> **Bloque de texto**:
──────────
Y siempre aparece el conflicto entre Charlot, personificación de muchos, y la “autoridad”. La irrupción activa y cómica del vagabundo que debía permanecer pasivo, siempre lo trastoca todo. Y Chaplin toma partido sin concesiones, sin ambigüedades. Charlot siempre acaba ridiculizando a todas las figuras de “autoridad”, a todos los que representan las instituciones poderosas y venerables: policías, jueces, funcionarios del Estado, militares, religiosos…

Cuando, en cualquier parte del mundo, el público popular contempla a Charlot pegando una patada en el culo a un policía, les une un mismo sentimiento.

En “El chico” está presente esta aguda sensibilidad de clase de Chaplin. Contraponiendo la generosidad del vagabundo con la mezquindad de las autoridades y de las “clases altas”.

Millones de espectadores se identifican con Charlot, con sus condiciones de existencia, con sus deseos y anhelos, con sus objetos de burla…

La mirada de Chaplin

Eisenstein busca denodadamente “el secreto de las pupilas de Chaplin”, aquello que le hace mirar de esa forma tan revolucionaria la realidad.

Y lo encuentra precisamente en aquello que los grandes teóricos desdeñan: “Lo característico de Chaplin es que, bajo sus cabellos grises, ha conservado la «mirada del niño», su espontaneidad de reacción ante cualquier fenómeno. De ahí proviene su libertad en relación con las “cadenas de la moral”, su capacidad para ver el aspecto cómico de aquello que pone a los demás la piel de gallina”.
──────────
> **Tareas a realizar**:
[a] Resume en dos oraciones el texto sobre Chaplin.
[b] Sigue escribiendo el texto sobre Chaplin a partir de la cita de Eisenstein con la que termina.

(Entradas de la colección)
──────────
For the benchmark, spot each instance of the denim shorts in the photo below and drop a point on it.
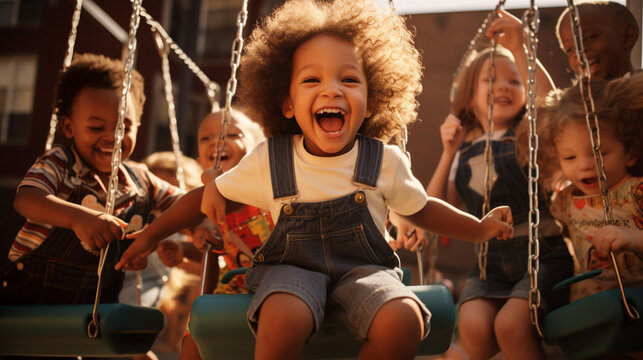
(507, 274)
(353, 299)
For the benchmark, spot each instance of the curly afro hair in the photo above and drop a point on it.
(391, 62)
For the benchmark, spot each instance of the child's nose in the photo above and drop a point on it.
(331, 89)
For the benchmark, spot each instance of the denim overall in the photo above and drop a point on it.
(60, 271)
(507, 260)
(321, 250)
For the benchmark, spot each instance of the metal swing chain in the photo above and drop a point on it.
(69, 54)
(488, 159)
(164, 50)
(92, 328)
(231, 89)
(592, 125)
(211, 87)
(531, 22)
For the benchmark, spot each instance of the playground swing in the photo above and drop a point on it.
(218, 324)
(100, 329)
(85, 329)
(615, 324)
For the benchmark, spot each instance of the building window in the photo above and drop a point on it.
(218, 27)
(20, 12)
(17, 86)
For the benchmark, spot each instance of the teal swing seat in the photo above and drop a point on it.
(218, 326)
(61, 330)
(597, 324)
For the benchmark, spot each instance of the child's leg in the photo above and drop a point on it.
(396, 331)
(476, 327)
(189, 350)
(285, 323)
(516, 336)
──────────
> **Resultados por tarea**:
[a] Charlot, personificación de muchos, choca siempre con la «autoridad» y acaba ridiculizando a policías, jueces, funcionarios, militares y religiosos, lo que une al público popular de cualquier parte del mundo y hace que millones de espectadores se identifiquen con él. Según Eisenstein, el secreto de la mirada de Chaplin es que ha conservado la «mirada del niño», cuya espontaneidad lo libera de las «cadenas de la moral» y le permite ver el aspecto cómico de lo que a los demás les pone la piel de gallina.

[b]
Charlot se rebela contra “una sociedad estandarizada y rígidamente reglamentada”, se enfrenta a “todo un sistema de mecanización y de automatismo de la inteligencia”.

Y lo hace con la mirada de un niño que no ha sido domesticado, capaz de observar no con un inocencia naif e insustancial sino con una libertad que no se pliega a las exigencias de la realidad.

Para Eisenstein, “he aquí el secreto de Chaplin. He aquí el secreto de su pupila. He aquí en lo que es inimitable. He aquí su grandeza. La facultad de ver como un niño es inimitable. Únicamente Chaplin es capaz de ver de esta manera”.

La comicidad aparece cuando se enfrenta esa libertad con los límites impuestos por la realidad. Y cuando estos son trastocados, esa comicidad se vuelve revolucionaria. Eisenstein nos recuerda cómo en cada aventura de Charlot aparece “la realidad como un payaso con la cara enharinada y siempre seria; parece inteligente, lógica, prudente, previsora, pero es quien a la postre siempre resulta estúpida y provoca la hilaridad de la sala”. 

Esta libertad revolucionaria será la que las vanguardias artísticas de entreguerras reconocerán en Charlot y en el gran cine cómico norteamericano. Dedicándole -como Lorca con “Meditaciones a la muerte de la madre de Charlot”- algunas de sus obras.

La mezcla de carcajadas y emociones, tan característica de Chaplin y que alcanza uno de sus clímax con “El chico”, es también una forma de concebir la realidad. Para Chaplin, “la realidad es tragedia en el plano corto, y comedia en el plano general”. Chaplin buscaba ese tipo de realidad, en la que la belleza era “una omnipresencia de la muerte y de la seducción, una tristeza sonriente que discernimos en la naturaleza”, y que “puede encontrarse tanto en un cubo de basura sobre el cual cae un rayo de luz como en una rosa en el arroyo».

En “El chico”, “La quimera del oro”, “Luces de ciudad”, “Tiempos modernos” o “El gran dictador”, Charlot eleva el cine a sus cotas más altas, y nos enfrenta a los más candentes dilemas, rabiosamente actuales.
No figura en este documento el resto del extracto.